Your roommate is not your therapist. While you might be perfectly comfortable relating the terrible things that happened to you in your past, you have no way of knowing if bringing up those topics is going to send your roommate into a bad mental place of her own.
Speaking of stories, one of the bonuses of having a fannish roommate is the live-in beta reader aspect. Before you take advantage of this, though, ask yourself if you can deal with having your heart-wrenching prose red-penned by the person you’re sitting across from at suppertime. Many a fantopia has fallen due to one too many grammar corrections and a cry of “Split THIS infinitive, you tramp!” Don’t let this be you. If you are sensitive about your stories, domestic harmony suggests you ship your work elsewhere for beta.
This also applies to cowriting. Some roommates can write together. Some can’t. If you don’t know, start small. Do a drabble series together. The epics can wait until you’re sure neither of you will break the lease and run screaming away because Spike should have been the bottom instead of the top.
Your roommate does not exist to entertain you. You do not exist to entertain your roommate. Not every conversation should involve Jack Harkness, as much fun as that might be to try. Even in fantopia, sometimes you just want to talk about the weather.
Headphones. 1. Buy good ones. 2. Use them. More politely, as someone who is fannish, you will have an eclectic, one might even say a unique, taste in music. Be careful how much you share with the people who live in adjoining apartments or houses.
Respect your roommate’s allergies and medication schedule. Again, as someone who is fannish, you have a higher than likely average chance of taking some medication or another on a regular basis, or that the sight of a strawberry will kill you dead. Ditto for your roommate. I once had a roommate with a medical condition that included getting extremely ill if she didn’t get a large amount of sleep. That meant no late-night gatherings at our place, and occasionally tromping upstairs to ask the people above us to pipe down at midnight. Fantopia comes with a high pharmacy bill and odd rules sometimes.
Fantopia seems like a lot of work, I know. You’d think it’s the ideal, and in some ways it really is: better to live with someone who understands the importance of defending your choices in narrative structure than with someone who thinks quoting the William Shatner “Get a life” skit from SNL is the height of humor. It just takes some forethought to get right, and getting it right is worth it. You preserve friendships, you build your fannish cred, and most importantly, you don’t become “Oh … THAT fan …”
But I mean it about cleaning the litterbox.

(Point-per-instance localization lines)
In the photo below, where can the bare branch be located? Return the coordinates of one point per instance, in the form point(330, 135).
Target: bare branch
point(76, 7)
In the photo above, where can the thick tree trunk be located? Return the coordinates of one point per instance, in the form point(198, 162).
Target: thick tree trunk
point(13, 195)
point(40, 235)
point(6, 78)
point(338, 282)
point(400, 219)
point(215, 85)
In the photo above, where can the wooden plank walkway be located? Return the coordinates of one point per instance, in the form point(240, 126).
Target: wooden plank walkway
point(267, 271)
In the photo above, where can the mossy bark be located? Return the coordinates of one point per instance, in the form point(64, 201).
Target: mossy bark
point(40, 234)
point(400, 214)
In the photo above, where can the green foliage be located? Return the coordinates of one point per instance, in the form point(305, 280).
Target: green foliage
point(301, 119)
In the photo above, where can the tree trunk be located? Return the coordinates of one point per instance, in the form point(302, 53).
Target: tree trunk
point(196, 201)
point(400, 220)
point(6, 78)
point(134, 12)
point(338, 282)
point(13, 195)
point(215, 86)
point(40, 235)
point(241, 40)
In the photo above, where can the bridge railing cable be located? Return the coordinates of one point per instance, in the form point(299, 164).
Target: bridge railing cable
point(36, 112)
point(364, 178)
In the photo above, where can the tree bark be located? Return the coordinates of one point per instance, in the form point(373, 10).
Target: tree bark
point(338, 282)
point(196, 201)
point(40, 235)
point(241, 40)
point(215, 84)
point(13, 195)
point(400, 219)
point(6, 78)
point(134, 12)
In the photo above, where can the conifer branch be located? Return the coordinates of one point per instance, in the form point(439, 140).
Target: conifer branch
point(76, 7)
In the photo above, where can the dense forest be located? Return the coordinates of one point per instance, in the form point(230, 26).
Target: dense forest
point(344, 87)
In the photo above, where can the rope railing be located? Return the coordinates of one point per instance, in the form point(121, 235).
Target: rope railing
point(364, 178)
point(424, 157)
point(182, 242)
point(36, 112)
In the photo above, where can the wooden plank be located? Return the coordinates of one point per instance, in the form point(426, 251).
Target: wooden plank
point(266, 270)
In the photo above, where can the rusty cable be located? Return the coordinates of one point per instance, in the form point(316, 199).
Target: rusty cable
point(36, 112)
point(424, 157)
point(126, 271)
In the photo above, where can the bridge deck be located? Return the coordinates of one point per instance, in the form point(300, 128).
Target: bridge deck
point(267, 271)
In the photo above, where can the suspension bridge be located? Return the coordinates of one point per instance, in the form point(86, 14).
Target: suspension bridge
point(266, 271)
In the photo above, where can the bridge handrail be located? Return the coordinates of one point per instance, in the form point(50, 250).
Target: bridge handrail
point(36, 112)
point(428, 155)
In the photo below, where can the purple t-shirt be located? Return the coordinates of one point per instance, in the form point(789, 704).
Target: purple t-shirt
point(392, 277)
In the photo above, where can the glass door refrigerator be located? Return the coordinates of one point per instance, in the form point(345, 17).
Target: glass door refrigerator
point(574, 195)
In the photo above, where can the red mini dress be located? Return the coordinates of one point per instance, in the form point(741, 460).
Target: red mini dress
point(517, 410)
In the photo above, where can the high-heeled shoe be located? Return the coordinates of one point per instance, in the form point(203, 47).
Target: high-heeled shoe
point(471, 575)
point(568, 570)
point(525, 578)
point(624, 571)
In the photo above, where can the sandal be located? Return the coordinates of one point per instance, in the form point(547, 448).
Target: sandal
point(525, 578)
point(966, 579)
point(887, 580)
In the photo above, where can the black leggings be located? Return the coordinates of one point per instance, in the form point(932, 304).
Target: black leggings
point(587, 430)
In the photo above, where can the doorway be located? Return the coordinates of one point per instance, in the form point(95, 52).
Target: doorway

How to complete this task: Can you repeat, word for word, the stretch of the roommate advice text starting at "This also applies" and ending at "about the weather."?

Answer box:
This also applies to cowriting. Some roommates can write together. Some can’t. If you don’t know, start small. Do a drabble series together. The epics can wait until you’re sure neither of you will break the lease and run screaming away because Spike should have been the bottom instead of the top.
Your roommate does not exist to entertain you. You do not exist to entertain your roommate. Not every conversation should involve Jack Harkness, as much fun as that might be to try. Even in fantopia, sometimes you just want to talk about the weather.